[WHAT THIS TASK INVOLVES]: Your response should be the lines from the one holding "point: distant mountain" to the last line of the data below, copied exactly and with no additions.

[Items from a data source]
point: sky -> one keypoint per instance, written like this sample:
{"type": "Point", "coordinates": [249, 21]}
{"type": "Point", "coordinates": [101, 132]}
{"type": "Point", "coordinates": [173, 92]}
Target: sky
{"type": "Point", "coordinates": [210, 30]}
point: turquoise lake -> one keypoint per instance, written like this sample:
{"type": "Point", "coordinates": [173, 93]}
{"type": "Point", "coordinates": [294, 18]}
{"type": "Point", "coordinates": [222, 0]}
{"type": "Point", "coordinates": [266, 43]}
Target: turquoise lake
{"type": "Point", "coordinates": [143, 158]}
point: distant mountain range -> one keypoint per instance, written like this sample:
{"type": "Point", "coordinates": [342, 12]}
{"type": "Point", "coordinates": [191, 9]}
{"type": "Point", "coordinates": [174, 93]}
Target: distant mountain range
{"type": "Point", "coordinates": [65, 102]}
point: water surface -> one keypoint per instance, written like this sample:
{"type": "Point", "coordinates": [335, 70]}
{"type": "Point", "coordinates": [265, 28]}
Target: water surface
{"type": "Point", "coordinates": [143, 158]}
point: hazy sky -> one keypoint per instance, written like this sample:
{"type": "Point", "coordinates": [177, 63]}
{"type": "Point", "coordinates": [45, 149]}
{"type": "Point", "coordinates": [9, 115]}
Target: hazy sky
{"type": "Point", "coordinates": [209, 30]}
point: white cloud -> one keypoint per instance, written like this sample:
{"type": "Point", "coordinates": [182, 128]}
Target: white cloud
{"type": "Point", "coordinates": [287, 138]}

[WRITTEN SOLUTION]:
point: distant mountain range -> one keypoint per instance, written like this sample:
{"type": "Point", "coordinates": [342, 12]}
{"type": "Point", "coordinates": [191, 9]}
{"type": "Point", "coordinates": [174, 93]}
Target: distant mountain range
{"type": "Point", "coordinates": [65, 102]}
point: water surface -> one keypoint per instance, written like this sample:
{"type": "Point", "coordinates": [335, 70]}
{"type": "Point", "coordinates": [265, 28]}
Target: water surface
{"type": "Point", "coordinates": [143, 158]}
point: hazy sky -> one keypoint per instance, written like this sample:
{"type": "Point", "coordinates": [177, 63]}
{"type": "Point", "coordinates": [45, 149]}
{"type": "Point", "coordinates": [9, 115]}
Target: hazy sky
{"type": "Point", "coordinates": [209, 30]}
point: white cloud -> one keypoint per instance, written like this sample:
{"type": "Point", "coordinates": [182, 128]}
Target: white cloud
{"type": "Point", "coordinates": [287, 138]}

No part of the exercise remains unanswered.